## EXERCISE TASK
Pick out every line in the items below that contains the word "brick", and copy each such line in full. Case counts, so match capital and lowercase letters exactly.

begin

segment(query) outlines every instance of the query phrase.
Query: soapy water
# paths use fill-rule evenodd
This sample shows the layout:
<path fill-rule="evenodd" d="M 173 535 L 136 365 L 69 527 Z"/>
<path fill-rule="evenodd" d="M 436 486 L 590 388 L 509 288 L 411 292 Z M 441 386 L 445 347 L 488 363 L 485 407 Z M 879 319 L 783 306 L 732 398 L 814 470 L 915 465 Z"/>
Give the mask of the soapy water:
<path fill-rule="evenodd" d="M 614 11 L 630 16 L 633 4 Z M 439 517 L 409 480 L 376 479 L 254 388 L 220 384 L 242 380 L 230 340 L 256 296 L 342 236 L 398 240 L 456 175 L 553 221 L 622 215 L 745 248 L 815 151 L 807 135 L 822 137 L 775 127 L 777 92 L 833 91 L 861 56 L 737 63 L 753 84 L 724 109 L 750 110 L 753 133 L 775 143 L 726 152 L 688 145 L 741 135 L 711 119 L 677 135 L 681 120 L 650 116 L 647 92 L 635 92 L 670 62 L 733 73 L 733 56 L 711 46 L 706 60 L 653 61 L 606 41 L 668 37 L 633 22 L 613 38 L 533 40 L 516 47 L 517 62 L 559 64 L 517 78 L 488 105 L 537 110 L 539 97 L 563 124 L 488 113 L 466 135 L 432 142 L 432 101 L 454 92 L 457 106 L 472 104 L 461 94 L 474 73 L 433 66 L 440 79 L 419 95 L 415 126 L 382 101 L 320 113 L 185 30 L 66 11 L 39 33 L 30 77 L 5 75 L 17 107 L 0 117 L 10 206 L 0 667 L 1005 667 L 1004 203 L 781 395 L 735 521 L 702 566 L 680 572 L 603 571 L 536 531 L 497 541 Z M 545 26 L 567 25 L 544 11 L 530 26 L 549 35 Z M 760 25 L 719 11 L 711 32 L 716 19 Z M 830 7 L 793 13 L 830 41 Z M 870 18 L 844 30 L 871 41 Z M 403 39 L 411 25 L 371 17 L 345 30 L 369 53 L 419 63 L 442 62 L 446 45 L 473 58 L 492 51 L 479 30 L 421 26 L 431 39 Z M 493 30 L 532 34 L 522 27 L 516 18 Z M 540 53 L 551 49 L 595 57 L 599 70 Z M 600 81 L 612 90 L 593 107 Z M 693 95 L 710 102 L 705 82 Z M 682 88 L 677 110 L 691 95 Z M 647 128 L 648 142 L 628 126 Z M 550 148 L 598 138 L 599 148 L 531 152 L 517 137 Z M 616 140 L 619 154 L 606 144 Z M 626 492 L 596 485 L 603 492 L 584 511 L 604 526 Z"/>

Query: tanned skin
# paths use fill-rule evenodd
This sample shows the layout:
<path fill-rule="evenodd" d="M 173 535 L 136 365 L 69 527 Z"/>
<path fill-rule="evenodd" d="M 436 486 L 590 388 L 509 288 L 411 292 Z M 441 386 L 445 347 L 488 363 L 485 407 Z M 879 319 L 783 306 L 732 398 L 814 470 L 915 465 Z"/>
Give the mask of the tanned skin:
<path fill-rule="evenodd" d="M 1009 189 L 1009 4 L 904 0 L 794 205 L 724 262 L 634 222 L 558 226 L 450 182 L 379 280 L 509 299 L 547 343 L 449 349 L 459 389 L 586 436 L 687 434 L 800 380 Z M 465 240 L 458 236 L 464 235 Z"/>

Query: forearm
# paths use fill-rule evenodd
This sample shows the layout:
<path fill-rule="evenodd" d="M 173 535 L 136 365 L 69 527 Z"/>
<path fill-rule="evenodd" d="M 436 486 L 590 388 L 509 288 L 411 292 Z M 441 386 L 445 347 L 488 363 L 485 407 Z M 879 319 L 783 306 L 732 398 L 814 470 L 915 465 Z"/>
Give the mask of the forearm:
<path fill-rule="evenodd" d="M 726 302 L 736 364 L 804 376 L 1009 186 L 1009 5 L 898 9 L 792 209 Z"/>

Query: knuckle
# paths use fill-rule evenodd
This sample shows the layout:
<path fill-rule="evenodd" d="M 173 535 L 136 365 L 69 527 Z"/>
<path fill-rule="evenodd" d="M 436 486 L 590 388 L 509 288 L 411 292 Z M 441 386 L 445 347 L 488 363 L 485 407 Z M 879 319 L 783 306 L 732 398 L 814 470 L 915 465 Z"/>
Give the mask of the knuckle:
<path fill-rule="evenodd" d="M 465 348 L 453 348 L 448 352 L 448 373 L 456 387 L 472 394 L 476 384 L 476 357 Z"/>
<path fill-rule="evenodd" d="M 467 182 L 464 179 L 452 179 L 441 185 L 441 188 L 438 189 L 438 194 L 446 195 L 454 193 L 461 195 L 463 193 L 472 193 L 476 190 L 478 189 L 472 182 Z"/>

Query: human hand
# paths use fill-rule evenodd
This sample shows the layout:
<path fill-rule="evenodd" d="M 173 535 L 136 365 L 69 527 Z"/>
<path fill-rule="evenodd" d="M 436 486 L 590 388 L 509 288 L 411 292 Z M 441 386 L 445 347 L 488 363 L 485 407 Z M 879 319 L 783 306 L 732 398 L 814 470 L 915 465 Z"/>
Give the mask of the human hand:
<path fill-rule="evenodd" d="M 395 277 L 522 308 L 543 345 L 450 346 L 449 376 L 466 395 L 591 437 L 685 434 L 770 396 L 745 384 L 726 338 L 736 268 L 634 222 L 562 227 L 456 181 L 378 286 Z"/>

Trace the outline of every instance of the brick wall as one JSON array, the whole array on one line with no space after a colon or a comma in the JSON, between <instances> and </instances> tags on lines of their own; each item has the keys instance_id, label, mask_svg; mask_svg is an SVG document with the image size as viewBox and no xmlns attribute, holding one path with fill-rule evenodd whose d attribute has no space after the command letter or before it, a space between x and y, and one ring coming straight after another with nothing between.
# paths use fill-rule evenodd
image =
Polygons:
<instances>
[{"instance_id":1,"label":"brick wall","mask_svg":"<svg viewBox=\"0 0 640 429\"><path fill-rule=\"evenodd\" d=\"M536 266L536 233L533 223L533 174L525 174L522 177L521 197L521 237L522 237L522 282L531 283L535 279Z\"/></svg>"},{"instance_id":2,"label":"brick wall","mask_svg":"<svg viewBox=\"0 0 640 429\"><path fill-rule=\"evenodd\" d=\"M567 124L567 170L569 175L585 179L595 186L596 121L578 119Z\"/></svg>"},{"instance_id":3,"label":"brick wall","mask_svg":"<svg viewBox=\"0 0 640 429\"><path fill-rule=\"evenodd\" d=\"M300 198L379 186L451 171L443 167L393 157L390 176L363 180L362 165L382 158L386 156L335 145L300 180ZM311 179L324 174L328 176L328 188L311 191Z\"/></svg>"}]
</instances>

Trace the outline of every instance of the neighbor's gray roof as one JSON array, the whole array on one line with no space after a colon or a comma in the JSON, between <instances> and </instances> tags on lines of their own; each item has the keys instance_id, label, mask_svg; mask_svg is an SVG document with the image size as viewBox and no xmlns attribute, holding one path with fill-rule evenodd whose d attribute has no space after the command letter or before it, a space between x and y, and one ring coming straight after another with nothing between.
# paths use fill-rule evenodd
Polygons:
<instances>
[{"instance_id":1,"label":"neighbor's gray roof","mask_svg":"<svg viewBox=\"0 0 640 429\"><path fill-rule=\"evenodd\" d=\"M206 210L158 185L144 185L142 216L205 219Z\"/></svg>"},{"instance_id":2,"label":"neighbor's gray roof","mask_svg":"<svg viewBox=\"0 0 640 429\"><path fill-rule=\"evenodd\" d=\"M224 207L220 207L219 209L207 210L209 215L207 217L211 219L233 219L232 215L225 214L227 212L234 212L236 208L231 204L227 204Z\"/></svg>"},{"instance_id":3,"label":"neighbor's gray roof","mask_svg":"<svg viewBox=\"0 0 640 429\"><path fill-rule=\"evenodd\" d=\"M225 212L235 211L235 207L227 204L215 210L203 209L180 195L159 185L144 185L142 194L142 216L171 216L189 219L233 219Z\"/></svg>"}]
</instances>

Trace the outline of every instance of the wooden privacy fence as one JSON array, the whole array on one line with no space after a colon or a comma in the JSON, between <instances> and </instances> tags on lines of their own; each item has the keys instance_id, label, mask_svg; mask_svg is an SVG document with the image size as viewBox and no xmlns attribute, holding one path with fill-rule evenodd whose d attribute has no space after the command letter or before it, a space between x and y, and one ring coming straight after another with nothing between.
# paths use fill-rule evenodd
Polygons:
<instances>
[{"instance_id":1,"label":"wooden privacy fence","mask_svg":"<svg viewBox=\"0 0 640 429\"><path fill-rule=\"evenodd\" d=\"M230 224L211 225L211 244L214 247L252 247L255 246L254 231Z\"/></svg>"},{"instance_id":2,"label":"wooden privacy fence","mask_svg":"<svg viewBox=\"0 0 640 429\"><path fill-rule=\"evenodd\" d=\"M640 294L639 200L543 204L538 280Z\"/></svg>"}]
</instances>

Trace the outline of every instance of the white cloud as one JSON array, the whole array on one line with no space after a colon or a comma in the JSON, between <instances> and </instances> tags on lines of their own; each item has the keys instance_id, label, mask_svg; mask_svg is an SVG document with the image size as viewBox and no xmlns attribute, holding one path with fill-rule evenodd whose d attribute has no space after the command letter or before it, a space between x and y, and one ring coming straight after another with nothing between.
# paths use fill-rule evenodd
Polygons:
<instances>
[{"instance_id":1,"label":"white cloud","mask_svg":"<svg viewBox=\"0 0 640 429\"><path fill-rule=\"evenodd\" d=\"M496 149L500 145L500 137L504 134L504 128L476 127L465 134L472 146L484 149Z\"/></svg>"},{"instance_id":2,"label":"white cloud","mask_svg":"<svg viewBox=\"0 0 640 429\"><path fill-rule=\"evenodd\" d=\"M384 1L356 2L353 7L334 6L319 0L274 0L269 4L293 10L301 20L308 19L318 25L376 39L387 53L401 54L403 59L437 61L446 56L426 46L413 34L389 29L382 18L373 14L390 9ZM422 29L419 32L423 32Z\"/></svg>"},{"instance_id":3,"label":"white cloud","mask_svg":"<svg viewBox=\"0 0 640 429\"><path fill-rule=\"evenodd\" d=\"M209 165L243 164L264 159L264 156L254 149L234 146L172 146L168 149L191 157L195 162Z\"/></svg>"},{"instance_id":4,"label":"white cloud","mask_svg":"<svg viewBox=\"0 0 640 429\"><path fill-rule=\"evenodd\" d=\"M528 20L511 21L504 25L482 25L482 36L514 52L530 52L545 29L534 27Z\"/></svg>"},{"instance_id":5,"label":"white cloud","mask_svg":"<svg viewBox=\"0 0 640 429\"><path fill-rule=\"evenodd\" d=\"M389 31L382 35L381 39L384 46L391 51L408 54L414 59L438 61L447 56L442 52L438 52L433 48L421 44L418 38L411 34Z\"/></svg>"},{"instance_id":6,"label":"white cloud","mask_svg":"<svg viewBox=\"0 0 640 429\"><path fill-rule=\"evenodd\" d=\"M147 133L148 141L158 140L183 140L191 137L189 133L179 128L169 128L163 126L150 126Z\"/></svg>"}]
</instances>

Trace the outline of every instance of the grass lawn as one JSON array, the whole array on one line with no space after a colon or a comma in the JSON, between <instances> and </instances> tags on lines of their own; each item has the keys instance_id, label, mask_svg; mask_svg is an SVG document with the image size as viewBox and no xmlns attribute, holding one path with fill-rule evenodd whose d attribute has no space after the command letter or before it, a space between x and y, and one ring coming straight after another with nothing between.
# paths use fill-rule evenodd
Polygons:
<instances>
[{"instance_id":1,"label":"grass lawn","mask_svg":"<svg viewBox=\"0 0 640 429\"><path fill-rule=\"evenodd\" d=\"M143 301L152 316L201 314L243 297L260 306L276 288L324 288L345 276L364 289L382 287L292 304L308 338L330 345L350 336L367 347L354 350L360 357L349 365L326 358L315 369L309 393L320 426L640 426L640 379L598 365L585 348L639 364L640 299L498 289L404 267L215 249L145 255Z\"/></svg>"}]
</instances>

end

## PROBLEM SOLUTION
Trace the outline of every instance of the brick wall as one JSON array, the whole array on one line with no space after a colon or a comma in the JSON, between <instances> and </instances> tags on lines of their own; each item has the keys instance_id, label, mask_svg; mask_svg is an SVG document with the image size as viewBox and no xmlns attribute, holding one path with fill-rule evenodd whose d attribute has no space after the command letter or before it, a space between x and y, and one ring coming straight after another with nothing between.
[{"instance_id":1,"label":"brick wall","mask_svg":"<svg viewBox=\"0 0 640 429\"><path fill-rule=\"evenodd\" d=\"M536 266L536 233L533 223L533 174L525 174L522 177L521 197L521 237L522 237L522 282L531 283L535 279Z\"/></svg>"},{"instance_id":2,"label":"brick wall","mask_svg":"<svg viewBox=\"0 0 640 429\"><path fill-rule=\"evenodd\" d=\"M567 124L567 170L569 175L585 179L595 186L596 121L578 119Z\"/></svg>"},{"instance_id":3,"label":"brick wall","mask_svg":"<svg viewBox=\"0 0 640 429\"><path fill-rule=\"evenodd\" d=\"M300 198L379 186L451 171L443 167L393 157L390 176L363 180L362 165L382 158L386 156L335 145L300 180ZM311 179L324 174L328 176L328 188L311 191Z\"/></svg>"}]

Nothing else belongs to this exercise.